**Work required:** Please return every line in the entries below with the word "cloud" in it.

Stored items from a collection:
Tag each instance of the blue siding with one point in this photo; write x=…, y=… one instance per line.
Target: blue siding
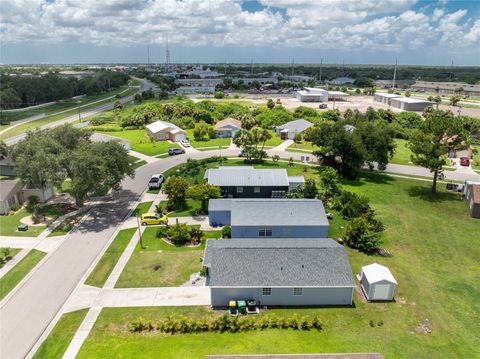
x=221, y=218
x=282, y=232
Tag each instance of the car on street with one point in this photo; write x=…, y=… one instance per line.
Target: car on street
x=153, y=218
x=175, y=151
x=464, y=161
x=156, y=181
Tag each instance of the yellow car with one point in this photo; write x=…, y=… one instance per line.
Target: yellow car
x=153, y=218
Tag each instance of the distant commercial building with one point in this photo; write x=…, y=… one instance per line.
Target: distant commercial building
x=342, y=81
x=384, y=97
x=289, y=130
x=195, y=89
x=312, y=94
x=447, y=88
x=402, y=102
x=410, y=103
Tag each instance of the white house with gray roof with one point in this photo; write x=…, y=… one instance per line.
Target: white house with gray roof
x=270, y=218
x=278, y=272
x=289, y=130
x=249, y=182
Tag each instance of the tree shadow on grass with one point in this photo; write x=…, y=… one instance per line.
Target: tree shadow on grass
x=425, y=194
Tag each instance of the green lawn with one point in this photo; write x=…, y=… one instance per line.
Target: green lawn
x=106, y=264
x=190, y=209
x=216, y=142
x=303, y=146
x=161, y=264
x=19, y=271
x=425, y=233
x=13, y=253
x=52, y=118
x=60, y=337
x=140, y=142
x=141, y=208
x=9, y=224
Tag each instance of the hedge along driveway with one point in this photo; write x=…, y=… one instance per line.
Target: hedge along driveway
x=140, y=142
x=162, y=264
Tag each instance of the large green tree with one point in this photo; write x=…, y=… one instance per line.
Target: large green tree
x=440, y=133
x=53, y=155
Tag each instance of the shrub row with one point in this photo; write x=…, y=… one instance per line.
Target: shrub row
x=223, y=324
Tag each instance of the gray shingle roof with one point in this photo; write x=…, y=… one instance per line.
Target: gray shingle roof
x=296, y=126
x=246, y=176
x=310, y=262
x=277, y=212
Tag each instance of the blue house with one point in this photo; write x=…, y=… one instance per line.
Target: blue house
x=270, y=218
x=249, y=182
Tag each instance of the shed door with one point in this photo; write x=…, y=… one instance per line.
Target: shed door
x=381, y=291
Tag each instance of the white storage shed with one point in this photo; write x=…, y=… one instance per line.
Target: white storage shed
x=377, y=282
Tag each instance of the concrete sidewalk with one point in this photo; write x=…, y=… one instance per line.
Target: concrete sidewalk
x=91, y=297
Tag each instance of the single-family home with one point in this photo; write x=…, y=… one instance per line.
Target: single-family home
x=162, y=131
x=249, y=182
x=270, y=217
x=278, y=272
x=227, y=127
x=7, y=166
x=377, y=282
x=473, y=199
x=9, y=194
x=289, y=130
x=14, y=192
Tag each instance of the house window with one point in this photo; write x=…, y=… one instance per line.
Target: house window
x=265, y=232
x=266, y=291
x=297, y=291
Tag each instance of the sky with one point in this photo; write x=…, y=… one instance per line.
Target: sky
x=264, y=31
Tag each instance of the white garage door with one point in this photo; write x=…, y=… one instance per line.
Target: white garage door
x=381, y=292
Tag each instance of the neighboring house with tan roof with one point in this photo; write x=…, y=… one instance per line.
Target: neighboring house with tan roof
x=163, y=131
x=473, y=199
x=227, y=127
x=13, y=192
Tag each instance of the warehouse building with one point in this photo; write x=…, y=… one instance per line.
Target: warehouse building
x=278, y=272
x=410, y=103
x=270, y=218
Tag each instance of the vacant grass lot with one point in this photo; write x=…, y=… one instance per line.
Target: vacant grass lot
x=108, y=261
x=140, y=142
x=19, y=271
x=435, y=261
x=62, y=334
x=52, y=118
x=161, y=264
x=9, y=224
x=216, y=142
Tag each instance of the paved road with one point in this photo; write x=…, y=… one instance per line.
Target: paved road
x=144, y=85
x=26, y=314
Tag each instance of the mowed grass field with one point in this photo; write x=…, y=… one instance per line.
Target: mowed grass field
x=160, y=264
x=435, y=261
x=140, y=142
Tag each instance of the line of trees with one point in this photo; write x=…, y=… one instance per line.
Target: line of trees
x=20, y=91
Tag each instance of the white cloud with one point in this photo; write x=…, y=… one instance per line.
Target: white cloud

**Your response:**
Tag each instance of the white cloud with one point in this photo; write x=…, y=… one instance per line.
Target: white cloud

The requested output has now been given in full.